* What you should do:
All of the entries need to be written out again, exactly as they are.

-- -- --

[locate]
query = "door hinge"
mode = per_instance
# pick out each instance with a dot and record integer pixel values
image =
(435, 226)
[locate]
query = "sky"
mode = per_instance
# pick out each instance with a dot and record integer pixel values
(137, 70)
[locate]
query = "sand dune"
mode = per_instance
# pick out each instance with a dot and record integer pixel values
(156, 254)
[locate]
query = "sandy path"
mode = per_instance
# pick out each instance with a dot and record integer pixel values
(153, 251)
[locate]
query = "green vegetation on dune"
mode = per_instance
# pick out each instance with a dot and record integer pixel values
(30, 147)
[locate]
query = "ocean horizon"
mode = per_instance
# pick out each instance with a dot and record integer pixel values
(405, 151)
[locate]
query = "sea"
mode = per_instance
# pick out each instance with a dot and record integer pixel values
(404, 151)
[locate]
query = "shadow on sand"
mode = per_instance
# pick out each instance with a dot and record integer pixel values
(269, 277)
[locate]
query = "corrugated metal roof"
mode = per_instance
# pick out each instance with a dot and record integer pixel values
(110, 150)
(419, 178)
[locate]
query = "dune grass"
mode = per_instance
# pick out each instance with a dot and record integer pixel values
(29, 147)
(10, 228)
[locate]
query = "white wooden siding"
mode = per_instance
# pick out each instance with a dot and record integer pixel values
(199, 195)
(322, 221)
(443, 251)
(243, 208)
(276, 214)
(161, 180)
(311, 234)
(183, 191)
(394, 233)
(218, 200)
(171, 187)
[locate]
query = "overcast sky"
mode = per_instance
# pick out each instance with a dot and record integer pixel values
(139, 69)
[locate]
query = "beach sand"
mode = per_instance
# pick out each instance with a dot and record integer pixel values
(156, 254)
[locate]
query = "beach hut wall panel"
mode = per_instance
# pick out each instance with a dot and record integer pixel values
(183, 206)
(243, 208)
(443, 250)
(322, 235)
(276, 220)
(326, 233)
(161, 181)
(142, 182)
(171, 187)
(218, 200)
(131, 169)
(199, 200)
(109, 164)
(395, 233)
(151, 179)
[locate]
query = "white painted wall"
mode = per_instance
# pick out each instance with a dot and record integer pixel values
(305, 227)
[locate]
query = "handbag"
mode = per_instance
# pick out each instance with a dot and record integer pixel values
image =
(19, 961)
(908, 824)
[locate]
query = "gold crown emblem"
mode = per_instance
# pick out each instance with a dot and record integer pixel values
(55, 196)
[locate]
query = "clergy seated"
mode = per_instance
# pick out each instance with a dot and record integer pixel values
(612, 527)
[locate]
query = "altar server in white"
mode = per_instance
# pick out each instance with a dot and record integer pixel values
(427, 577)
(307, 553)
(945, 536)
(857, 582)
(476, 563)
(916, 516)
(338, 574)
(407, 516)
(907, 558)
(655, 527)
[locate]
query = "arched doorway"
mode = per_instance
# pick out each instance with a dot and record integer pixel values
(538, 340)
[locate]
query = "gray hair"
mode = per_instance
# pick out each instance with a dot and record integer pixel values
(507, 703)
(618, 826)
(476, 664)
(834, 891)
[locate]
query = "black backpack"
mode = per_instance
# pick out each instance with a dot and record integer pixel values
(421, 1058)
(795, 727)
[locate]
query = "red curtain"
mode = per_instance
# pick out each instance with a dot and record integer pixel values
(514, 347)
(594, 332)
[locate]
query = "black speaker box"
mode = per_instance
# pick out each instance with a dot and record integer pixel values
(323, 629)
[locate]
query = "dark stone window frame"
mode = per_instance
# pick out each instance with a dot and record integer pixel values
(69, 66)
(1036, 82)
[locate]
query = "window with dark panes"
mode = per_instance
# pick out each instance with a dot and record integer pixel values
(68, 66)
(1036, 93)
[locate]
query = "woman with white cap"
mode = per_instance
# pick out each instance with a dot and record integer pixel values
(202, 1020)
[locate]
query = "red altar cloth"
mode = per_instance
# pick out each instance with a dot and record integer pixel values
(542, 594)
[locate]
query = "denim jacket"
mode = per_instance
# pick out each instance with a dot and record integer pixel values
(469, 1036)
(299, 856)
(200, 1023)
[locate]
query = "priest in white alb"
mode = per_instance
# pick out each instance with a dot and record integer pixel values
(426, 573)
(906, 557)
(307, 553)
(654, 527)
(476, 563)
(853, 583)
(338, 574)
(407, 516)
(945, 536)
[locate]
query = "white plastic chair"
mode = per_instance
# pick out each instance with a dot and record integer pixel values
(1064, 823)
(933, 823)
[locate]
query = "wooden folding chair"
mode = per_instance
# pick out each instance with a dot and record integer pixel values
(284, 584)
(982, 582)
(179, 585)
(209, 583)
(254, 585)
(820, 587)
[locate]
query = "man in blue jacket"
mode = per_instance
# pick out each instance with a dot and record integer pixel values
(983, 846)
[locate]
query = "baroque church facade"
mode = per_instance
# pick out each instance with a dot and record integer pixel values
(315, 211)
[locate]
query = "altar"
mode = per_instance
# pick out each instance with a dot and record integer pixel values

-- -- --

* Exercise solution:
[locate]
query = "door hinge"
mode = per_instance
# pick out each instance with a dot and record integer pixel values
image =
(435, 226)
[locate]
query = "sky"
mode = per_instance
# pick out each instance with a dot and record integer pixel values
(137, 70)
[locate]
query = "sand dune"
mode = per_instance
# pick out each instance with a dot and record integer pixel values
(156, 254)
[locate]
query = "sandy path"
mode = per_instance
# pick out each instance with a dot and record integer pixel values
(153, 251)
[locate]
query = "green vegetation on dune"
mode = per_instance
# pick out each instance with a dot and record integer pixel values
(30, 147)
[locate]
query = "ocean horizon"
mode = per_instance
# pick out each instance with a dot and record integer pixel values
(405, 151)
[locate]
query = "sea"
mode = per_instance
# pick out each instance with a dot and record integer pixel values
(404, 151)
[locate]
query = "shadow on sand"
mode = per_instance
# pick out each instance with a dot and record integer pixel values
(269, 277)
[locate]
query = "corrugated metal roof"
mode = per_instance
# pick out each instance with a dot and record integer pixel values
(110, 150)
(419, 178)
[locate]
query = "dune grass"
mode = per_instance
# pick out each instance with a dot and record integer pixel values
(29, 147)
(10, 228)
[locate]
query = "white wooden siding"
mode = per_instance
# pick out each instance with a dot and record integer pixel values
(199, 195)
(322, 221)
(443, 251)
(243, 208)
(276, 214)
(161, 180)
(311, 234)
(183, 191)
(394, 233)
(218, 200)
(171, 187)
[locate]
query = "overcast sky"
mode = per_instance
# pick out each instance with a dot and record integer pixel values
(139, 69)
[locate]
query = "beach sand"
mode = per_instance
# pick out each instance with a dot and record integer pixel values
(156, 254)
[locate]
query = "beach hut wall panel"
mode = per_instance
# pick out each instance with a dot and record integer pixel values
(183, 206)
(243, 208)
(443, 250)
(322, 235)
(276, 220)
(326, 233)
(161, 181)
(142, 182)
(171, 187)
(218, 200)
(131, 169)
(199, 200)
(109, 164)
(395, 233)
(151, 179)
[locate]
query = "white painted wall"
mode = per_instance
# pick out each instance with a dot and record integer pixel values
(305, 227)
[locate]
query = "handbag"
mode = per_instance
# pick out each instance with a dot and record integer pixel values
image =
(19, 961)
(908, 824)
[locate]
query = "gold crown emblem"
mode = per_instance
# pick out each instance with a dot and record integer pixel values
(55, 196)
[locate]
query = "clergy seated"
mode = per_instance
# pick out each instance with a dot and record integer pixel values
(612, 527)
[locate]
query = "altar server in white"
mode = per_instance
# pick out each instance with a dot and record integer pixel values
(427, 577)
(307, 553)
(945, 536)
(857, 582)
(476, 563)
(916, 516)
(338, 574)
(407, 516)
(907, 558)
(655, 527)
[locate]
query = "arched doorway"
mode = per_instance
# pick out each instance with a dot and record integer pixel values
(538, 340)
[locate]
query = "gray hair"
mode = per_instance
# pick out each instance with a dot and record integer pixel values
(507, 703)
(618, 826)
(476, 664)
(834, 891)
[locate]
query = "black backpack"
mode = per_instance
# pick out each instance with a dot and record integer pixel values
(421, 1058)
(795, 727)
[locate]
query = "red curtain"
mode = per_instance
# pick out each instance with a dot and record integer pixel values
(514, 347)
(594, 332)
[locate]
query = "black speaker box"
mode = per_instance
# pick out each instance with a dot and record integer pixel values
(323, 629)
[locate]
query = "dark stone window frame"
mode = per_instance
# pick out each instance with a dot and record integer pixel values
(69, 66)
(1036, 82)
[locate]
query = "window with dark panes"
mode = per_instance
# pick out each instance with a dot and record integer pixel values
(68, 66)
(1036, 93)
[locate]
query = "woman with white cap"
mode = per_instance
# pick out each instance with a dot and record integer pixel values
(202, 1020)
[locate]
query = "red altar cloth"
mode = per_instance
# pick out each instance with a dot and record integer pixel values
(542, 594)
[locate]
query = "denim jacket"
mode = per_instance
# pick out each instance with a dot and record integer pixel values
(469, 1036)
(299, 856)
(200, 1023)
[locate]
query = "priest in white alb"
mode = per_instance
# pick out each instance with a dot and record integer pixel values
(426, 573)
(906, 557)
(307, 553)
(654, 527)
(476, 563)
(853, 583)
(338, 574)
(407, 516)
(945, 536)
[locate]
query = "white plastic chair"
mode = per_instance
# pick out each instance with a dot and record integer pixel values
(1064, 823)
(933, 823)
[locate]
query = "wooden folding chair"
mode = per_instance
# pick out each instance with a dot and record integer pixel values
(284, 584)
(982, 582)
(179, 585)
(209, 583)
(254, 585)
(820, 587)
[locate]
query = "man in blue jacket"
mode = per_instance
# pick out each instance with a dot and record integer pixel values
(983, 846)
[locate]
query = "baroque church facade"
mode = per_instance
# pick out each instance with a dot and record integer pixel values
(315, 211)
[locate]
query = "altar"
mode = per_instance
# pick out each instance with a dot and record integer pixel values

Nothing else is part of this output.